— Stored data —
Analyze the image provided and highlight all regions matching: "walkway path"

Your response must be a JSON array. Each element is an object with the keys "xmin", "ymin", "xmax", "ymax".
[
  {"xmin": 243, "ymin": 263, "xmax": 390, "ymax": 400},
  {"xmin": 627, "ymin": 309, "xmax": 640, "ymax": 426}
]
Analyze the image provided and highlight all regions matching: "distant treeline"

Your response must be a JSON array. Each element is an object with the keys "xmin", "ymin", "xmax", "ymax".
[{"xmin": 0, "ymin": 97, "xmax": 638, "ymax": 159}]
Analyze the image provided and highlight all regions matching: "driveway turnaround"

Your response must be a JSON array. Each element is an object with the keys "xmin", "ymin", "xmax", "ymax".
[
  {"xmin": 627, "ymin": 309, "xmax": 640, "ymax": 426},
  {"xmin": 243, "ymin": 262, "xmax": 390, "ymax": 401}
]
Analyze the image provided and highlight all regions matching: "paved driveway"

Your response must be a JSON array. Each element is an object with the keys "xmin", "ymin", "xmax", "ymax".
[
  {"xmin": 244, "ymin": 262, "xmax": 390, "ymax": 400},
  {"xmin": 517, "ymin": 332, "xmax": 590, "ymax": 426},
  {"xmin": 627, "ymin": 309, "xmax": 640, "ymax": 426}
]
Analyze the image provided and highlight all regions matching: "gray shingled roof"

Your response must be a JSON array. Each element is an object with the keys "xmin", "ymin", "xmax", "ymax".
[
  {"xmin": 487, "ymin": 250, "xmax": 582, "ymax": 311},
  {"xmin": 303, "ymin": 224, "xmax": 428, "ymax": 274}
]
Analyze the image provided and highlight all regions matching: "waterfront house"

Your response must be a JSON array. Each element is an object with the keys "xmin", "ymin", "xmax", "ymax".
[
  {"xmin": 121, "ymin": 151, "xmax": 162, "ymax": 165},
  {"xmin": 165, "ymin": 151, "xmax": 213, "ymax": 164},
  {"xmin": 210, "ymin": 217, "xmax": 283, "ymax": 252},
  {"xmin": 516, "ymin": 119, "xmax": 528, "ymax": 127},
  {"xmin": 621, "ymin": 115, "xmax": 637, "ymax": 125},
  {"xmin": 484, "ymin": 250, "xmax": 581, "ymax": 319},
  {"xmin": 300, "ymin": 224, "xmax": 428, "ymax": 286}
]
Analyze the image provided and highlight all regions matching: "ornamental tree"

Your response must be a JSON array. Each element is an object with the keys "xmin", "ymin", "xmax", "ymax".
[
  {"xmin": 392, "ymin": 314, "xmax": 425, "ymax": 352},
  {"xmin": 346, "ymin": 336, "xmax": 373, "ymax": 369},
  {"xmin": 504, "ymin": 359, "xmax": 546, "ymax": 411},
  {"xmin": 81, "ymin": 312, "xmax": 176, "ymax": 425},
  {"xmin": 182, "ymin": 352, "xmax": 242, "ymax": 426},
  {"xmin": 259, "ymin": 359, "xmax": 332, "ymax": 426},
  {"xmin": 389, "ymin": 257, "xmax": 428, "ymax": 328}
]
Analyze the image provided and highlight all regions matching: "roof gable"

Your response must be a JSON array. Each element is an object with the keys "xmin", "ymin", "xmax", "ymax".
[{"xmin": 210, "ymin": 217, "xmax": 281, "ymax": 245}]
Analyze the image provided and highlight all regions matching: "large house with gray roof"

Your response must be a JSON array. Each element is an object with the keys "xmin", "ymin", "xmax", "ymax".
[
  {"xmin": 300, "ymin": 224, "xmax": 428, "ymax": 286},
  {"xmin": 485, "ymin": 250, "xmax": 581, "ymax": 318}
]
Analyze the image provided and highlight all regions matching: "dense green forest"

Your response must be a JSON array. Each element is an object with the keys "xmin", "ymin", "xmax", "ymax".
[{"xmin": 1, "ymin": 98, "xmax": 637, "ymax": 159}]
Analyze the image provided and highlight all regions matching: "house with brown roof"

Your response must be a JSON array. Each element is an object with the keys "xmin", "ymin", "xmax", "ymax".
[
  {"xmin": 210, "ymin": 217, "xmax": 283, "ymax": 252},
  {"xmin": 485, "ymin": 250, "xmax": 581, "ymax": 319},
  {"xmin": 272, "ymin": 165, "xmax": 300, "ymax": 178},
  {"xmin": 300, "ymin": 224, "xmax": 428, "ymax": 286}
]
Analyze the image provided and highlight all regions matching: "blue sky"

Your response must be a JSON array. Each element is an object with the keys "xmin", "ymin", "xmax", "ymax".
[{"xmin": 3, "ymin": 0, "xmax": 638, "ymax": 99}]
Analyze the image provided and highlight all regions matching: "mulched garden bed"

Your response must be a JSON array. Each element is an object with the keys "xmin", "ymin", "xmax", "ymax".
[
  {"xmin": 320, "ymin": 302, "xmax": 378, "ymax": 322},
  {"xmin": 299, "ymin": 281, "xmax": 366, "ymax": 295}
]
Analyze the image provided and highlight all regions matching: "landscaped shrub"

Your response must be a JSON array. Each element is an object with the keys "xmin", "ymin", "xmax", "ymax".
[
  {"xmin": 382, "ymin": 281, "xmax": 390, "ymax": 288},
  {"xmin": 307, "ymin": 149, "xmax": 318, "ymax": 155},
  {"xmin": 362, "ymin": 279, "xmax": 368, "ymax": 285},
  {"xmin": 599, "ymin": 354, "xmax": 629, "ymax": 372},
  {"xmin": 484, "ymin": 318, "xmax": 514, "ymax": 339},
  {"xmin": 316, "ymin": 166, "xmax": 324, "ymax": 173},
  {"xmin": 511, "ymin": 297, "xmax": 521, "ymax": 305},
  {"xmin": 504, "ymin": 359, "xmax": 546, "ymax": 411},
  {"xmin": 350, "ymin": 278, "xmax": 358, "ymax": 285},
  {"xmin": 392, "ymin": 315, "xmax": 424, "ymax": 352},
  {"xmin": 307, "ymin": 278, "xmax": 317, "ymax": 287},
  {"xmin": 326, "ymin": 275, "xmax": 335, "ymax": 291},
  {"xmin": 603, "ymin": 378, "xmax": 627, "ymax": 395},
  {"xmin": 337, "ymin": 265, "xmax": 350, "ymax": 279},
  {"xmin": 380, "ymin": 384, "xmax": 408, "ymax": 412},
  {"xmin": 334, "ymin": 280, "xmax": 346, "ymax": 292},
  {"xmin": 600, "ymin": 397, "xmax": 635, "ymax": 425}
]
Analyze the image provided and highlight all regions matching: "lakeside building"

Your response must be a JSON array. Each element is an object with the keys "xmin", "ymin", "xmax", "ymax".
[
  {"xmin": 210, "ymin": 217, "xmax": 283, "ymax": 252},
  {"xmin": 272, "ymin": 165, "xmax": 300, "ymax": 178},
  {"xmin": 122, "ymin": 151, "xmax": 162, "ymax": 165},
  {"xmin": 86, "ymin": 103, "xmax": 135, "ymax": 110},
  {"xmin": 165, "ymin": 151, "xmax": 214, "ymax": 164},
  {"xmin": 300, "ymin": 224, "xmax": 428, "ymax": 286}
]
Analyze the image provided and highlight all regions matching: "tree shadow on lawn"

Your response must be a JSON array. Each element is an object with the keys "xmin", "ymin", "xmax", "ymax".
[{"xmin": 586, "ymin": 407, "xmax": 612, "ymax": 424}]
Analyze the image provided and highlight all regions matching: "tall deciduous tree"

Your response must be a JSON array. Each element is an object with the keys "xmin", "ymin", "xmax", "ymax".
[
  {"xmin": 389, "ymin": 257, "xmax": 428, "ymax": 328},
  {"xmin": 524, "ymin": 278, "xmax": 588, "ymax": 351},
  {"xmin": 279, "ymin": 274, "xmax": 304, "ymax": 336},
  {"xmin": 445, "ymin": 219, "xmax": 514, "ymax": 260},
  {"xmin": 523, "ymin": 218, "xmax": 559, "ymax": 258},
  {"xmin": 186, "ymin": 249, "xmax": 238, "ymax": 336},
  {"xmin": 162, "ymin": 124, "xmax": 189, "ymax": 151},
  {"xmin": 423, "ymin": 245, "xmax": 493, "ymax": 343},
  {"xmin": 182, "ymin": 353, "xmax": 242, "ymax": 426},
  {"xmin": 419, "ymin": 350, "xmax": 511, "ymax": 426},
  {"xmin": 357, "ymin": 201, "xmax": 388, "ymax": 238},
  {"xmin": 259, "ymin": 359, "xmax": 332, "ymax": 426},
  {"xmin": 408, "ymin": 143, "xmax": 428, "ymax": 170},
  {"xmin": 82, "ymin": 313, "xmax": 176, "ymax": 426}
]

...

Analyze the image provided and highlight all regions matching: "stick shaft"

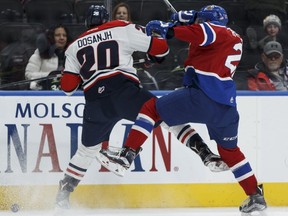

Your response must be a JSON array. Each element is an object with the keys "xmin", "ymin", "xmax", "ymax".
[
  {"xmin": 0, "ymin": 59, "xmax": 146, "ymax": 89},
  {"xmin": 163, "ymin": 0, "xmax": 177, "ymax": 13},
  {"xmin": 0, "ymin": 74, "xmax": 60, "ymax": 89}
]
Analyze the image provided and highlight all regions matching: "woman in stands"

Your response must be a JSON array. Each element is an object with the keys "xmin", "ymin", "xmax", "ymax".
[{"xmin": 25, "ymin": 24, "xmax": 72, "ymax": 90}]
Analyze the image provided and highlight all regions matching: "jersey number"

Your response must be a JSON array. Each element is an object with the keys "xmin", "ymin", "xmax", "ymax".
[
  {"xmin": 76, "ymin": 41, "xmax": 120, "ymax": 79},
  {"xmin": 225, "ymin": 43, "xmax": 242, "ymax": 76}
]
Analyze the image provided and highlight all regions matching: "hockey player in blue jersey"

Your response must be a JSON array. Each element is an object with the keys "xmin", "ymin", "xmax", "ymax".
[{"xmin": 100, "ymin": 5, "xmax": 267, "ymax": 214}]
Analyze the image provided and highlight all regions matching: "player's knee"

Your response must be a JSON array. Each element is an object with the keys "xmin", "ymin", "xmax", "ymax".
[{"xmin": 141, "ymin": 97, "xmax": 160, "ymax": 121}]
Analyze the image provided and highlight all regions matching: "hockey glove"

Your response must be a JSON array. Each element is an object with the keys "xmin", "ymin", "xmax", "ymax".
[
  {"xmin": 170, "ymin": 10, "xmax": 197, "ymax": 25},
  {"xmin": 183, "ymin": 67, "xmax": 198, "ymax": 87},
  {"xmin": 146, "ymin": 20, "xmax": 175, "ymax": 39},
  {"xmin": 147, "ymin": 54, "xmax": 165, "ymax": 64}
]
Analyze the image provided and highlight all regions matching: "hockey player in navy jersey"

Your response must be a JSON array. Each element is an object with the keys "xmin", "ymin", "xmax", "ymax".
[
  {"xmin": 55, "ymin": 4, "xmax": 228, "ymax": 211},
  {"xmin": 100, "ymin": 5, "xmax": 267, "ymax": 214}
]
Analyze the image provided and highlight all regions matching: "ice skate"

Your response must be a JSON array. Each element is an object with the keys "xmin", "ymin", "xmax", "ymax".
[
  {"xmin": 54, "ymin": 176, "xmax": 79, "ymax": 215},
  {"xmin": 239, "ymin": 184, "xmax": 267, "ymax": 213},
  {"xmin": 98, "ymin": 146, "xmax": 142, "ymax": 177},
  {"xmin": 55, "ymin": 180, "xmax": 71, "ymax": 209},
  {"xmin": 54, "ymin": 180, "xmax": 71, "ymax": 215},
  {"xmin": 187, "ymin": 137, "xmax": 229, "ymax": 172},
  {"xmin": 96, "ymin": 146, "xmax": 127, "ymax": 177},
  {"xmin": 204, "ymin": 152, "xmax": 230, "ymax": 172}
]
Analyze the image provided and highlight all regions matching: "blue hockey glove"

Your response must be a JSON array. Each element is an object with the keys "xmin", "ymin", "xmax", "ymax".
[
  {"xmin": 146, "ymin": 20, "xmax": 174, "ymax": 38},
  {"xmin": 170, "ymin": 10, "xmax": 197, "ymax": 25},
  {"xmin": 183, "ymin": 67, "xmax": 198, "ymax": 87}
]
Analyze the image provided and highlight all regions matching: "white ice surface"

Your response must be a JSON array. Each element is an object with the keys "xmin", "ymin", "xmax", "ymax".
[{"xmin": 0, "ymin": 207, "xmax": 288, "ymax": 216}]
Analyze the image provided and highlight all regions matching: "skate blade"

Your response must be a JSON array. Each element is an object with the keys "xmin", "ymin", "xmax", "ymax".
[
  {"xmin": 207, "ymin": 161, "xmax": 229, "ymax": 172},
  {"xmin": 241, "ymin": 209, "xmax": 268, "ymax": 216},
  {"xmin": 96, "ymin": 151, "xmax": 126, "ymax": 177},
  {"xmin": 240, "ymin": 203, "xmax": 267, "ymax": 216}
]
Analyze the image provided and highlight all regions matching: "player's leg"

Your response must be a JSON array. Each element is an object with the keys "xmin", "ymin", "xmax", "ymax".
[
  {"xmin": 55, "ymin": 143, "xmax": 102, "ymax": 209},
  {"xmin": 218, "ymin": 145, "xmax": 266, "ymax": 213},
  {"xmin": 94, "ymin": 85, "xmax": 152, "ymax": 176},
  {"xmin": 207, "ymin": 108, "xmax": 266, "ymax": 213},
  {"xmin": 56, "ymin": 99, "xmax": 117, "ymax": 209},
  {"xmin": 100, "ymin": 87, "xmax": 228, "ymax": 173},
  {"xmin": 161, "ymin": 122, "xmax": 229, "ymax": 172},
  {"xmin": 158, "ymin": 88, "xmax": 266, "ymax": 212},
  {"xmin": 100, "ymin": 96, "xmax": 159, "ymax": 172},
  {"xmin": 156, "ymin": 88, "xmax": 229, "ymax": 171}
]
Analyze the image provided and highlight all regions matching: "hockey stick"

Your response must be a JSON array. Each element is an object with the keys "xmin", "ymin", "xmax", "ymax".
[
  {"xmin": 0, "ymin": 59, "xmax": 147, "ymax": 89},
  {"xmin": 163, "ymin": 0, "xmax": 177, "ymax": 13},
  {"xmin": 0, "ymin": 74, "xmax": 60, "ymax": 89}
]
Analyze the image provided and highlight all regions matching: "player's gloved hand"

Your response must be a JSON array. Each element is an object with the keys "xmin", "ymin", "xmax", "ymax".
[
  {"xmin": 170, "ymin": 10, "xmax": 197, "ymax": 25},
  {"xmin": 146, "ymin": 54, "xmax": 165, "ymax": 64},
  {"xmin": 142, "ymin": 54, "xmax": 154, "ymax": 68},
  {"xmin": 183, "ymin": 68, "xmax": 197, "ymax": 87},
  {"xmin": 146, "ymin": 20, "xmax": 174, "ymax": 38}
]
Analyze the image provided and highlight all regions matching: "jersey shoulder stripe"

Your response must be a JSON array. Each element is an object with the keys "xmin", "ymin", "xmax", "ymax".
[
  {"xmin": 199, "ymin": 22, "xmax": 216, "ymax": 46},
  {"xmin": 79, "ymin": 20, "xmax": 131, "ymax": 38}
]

— Activity —
Gather up, from the records above, each line where the word "gray" appears.

— Written answer —
Analyze the image provided and highlight all regions matching: "gray shingled roof"
Analyze the image provided and highlight all regions matching: "large house with gray roof"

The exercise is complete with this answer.